● **What to work on**
Only a number is wanted here: the count of lines in the entries below that contain the word "upper".

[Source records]
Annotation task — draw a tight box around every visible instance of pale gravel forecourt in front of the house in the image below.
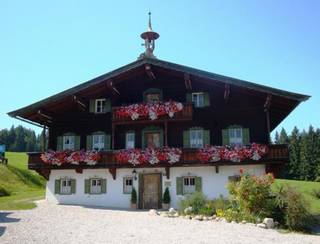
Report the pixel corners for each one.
[0,201,320,244]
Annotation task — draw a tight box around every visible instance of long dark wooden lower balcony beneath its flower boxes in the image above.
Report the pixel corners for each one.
[28,144,289,178]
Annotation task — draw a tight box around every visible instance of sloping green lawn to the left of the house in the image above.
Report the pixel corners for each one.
[0,152,46,210]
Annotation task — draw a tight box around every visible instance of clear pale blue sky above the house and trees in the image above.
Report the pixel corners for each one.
[0,0,320,132]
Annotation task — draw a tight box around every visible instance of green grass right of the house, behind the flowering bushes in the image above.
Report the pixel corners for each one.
[275,179,320,216]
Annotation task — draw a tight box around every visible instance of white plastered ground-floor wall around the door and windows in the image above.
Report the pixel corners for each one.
[46,164,265,208]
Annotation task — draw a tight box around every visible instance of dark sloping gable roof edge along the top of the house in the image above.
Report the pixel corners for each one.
[8,58,310,126]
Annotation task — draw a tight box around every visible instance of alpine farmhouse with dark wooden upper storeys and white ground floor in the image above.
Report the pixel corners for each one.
[9,18,309,209]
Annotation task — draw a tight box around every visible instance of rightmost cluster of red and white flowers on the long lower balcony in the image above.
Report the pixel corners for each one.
[197,143,268,162]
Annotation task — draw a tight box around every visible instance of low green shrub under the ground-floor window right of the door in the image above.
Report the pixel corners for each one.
[179,192,209,214]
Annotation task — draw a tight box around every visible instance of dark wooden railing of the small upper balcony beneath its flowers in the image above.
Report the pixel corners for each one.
[112,103,193,124]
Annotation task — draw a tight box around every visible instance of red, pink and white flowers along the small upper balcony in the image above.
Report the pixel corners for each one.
[115,101,183,120]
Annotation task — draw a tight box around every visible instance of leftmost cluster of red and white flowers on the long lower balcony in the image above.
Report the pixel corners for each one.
[41,150,100,166]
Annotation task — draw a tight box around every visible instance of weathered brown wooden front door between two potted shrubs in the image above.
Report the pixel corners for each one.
[141,173,161,209]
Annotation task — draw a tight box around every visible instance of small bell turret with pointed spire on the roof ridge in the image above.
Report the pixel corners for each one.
[139,12,160,59]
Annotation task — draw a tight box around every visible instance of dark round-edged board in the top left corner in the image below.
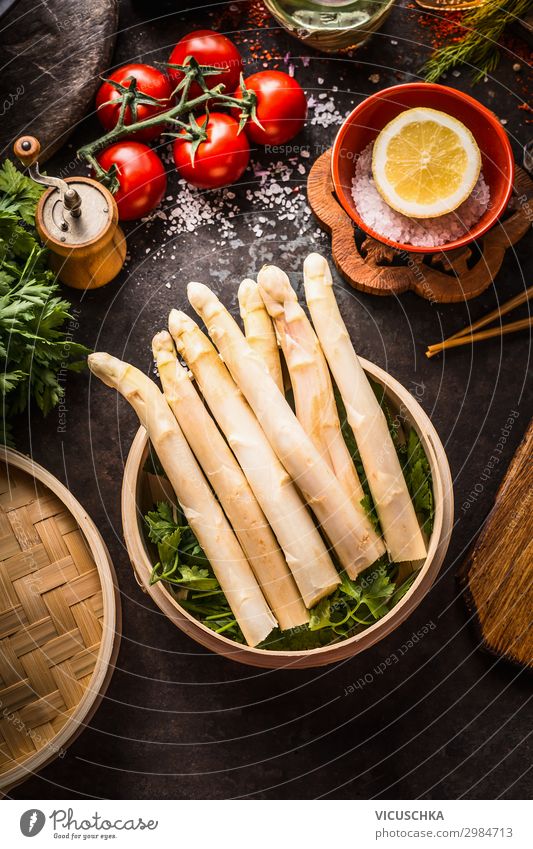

● **Worked solution**
3